__Task item__: In the data below, how many lines contain the word "wall"? Answer with the number alone.

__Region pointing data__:
········

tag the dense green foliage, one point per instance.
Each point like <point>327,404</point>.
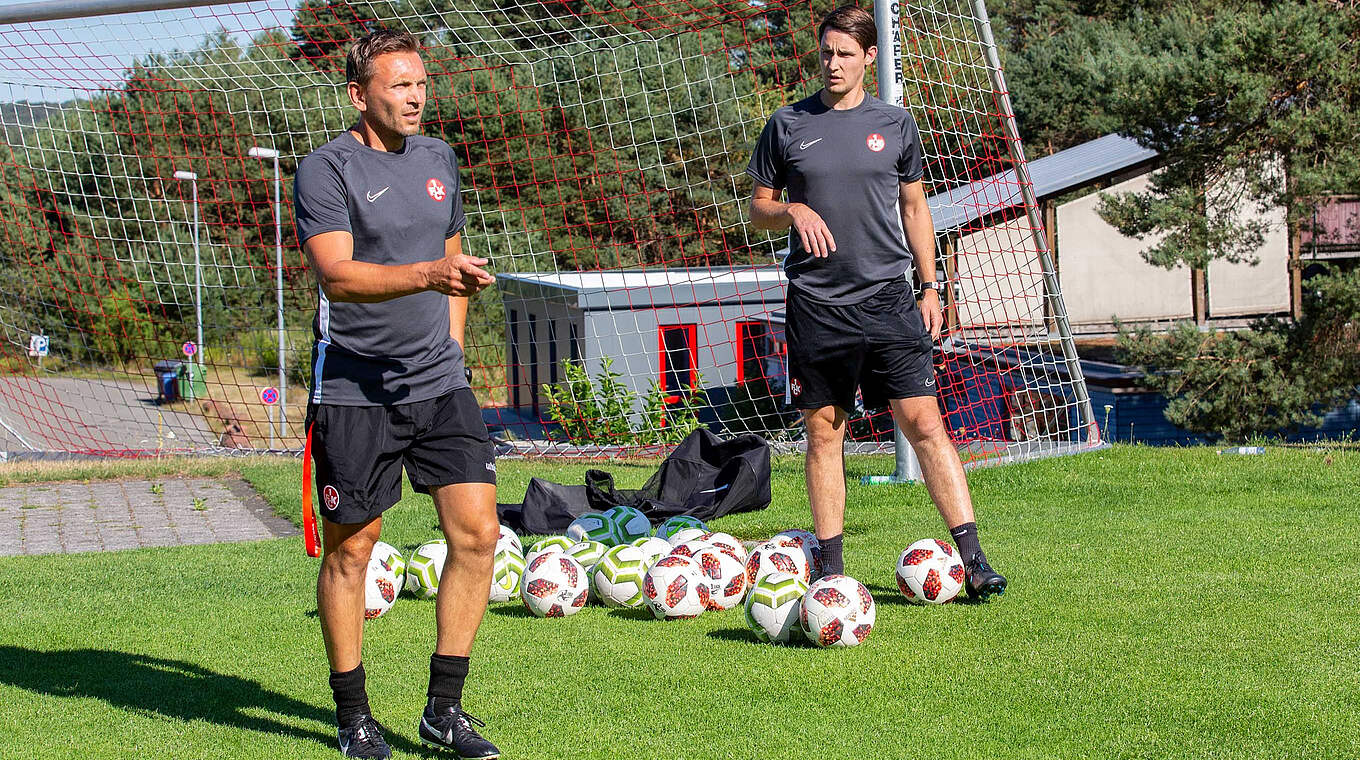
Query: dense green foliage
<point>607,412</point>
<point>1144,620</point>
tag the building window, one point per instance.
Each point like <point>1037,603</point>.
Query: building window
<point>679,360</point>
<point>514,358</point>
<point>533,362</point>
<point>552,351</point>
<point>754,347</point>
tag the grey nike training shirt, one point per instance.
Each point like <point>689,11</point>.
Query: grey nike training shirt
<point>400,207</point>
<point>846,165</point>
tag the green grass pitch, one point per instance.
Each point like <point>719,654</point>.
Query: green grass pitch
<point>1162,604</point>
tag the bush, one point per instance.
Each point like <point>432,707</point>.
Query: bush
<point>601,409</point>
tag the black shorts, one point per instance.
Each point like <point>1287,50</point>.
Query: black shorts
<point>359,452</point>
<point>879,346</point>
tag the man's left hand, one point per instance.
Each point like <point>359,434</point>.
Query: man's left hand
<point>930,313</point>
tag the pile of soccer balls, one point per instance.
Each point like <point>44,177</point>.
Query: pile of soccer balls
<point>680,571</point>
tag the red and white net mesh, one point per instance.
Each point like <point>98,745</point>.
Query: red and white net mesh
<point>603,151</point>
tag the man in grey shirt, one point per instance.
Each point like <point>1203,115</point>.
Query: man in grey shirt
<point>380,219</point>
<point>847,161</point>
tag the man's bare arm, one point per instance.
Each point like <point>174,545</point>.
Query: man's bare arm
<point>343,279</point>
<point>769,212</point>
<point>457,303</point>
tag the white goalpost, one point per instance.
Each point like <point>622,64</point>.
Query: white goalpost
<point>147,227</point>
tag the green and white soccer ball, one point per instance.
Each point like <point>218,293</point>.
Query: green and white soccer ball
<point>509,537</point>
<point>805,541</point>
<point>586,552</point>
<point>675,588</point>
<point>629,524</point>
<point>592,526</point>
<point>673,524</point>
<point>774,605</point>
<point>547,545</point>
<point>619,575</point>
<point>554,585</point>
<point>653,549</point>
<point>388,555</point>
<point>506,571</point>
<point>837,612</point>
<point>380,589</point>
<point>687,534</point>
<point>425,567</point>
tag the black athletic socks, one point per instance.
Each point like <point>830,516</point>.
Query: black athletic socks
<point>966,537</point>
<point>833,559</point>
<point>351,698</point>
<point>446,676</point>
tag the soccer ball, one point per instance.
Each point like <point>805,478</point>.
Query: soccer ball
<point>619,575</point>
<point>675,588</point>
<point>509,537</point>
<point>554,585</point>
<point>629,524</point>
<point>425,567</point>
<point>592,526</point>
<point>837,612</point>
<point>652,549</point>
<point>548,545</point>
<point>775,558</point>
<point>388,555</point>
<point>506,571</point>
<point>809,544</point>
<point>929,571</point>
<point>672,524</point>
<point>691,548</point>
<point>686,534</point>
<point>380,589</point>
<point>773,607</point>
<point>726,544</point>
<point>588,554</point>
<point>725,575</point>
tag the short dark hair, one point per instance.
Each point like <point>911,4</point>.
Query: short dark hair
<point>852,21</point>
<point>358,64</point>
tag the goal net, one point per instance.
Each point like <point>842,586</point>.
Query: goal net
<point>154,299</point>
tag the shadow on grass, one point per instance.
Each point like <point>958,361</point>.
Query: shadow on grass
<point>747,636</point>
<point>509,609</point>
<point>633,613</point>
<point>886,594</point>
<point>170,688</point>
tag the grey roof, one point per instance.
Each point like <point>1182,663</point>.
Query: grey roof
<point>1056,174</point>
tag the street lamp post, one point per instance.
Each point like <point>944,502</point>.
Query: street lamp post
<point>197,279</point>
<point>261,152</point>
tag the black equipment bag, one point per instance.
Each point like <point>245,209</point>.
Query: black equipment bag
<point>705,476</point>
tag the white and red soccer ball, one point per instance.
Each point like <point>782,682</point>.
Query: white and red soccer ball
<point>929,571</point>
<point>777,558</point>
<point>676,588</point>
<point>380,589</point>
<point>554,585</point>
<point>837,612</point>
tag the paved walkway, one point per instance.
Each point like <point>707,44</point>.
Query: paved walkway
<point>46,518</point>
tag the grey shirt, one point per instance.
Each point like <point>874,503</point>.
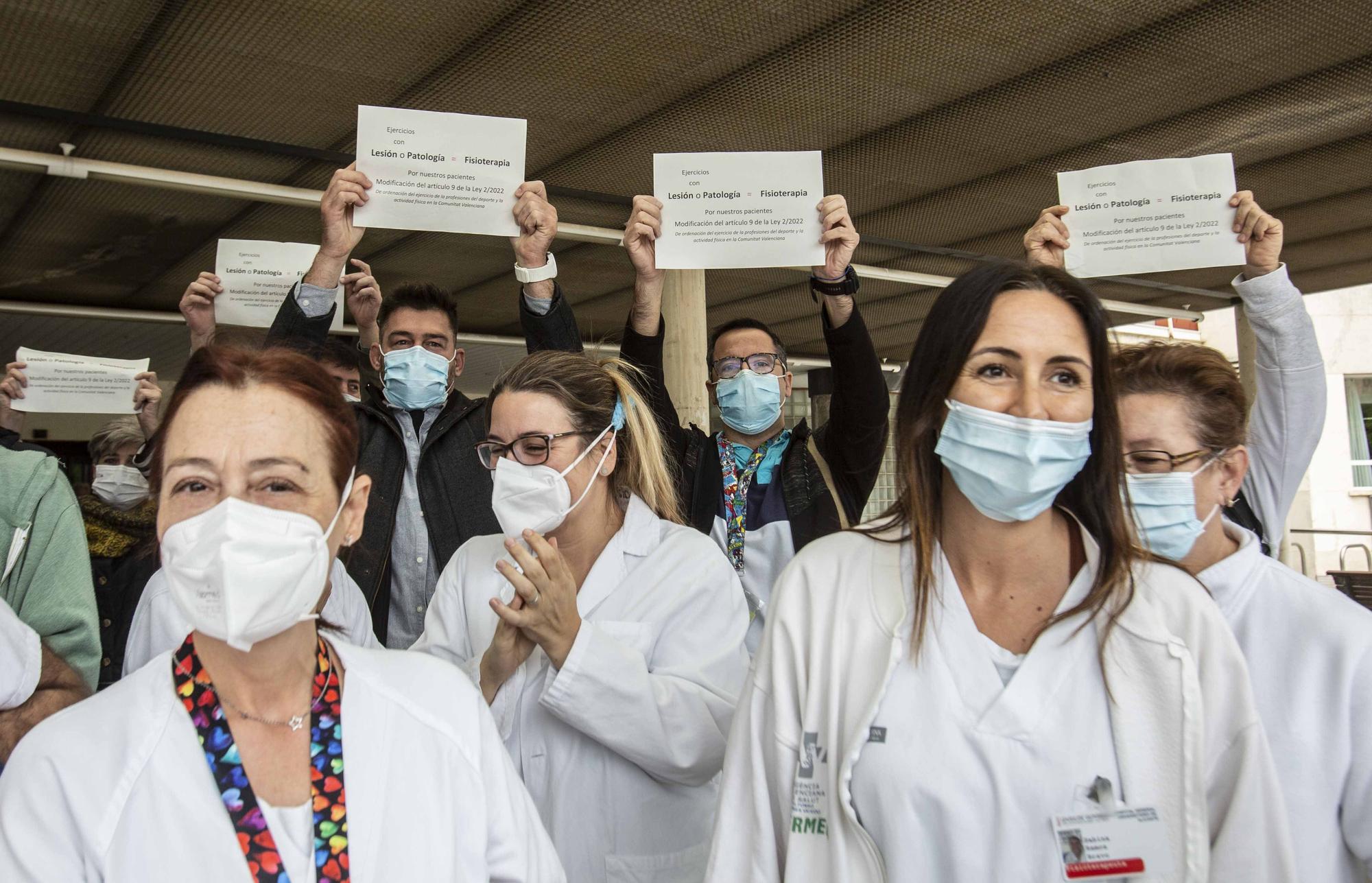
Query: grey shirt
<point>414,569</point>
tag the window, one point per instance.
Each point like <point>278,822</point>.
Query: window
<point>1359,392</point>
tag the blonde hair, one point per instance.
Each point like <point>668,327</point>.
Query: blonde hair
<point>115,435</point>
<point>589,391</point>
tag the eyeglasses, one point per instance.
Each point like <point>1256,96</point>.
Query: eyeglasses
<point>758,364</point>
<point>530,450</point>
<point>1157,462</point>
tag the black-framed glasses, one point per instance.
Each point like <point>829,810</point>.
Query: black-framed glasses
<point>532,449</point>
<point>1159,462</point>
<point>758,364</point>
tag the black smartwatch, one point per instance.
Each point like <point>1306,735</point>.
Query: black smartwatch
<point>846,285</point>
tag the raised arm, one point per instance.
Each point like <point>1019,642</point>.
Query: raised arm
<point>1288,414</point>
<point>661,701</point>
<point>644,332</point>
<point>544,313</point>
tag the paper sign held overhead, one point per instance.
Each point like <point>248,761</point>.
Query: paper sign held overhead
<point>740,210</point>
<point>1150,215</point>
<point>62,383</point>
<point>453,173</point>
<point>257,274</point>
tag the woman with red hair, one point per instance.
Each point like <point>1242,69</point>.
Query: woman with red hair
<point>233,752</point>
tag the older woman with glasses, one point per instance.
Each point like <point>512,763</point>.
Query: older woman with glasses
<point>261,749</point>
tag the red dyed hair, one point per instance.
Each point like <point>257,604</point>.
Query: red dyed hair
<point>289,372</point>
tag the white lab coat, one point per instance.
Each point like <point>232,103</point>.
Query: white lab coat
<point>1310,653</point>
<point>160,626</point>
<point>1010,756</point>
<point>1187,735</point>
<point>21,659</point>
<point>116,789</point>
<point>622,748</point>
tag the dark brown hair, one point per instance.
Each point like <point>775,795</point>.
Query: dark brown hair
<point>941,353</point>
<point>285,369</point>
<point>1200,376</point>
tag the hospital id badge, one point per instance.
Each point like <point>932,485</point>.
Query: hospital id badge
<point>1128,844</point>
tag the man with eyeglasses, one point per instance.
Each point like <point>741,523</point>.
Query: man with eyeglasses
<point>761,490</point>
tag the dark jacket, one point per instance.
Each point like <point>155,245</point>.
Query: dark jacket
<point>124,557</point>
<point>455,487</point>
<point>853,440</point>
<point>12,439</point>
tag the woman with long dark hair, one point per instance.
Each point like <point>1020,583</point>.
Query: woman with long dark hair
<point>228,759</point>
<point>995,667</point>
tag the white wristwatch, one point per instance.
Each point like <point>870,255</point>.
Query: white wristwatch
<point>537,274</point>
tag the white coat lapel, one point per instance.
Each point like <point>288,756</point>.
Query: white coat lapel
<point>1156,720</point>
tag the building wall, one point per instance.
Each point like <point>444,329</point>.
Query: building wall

········

__Reply__: 2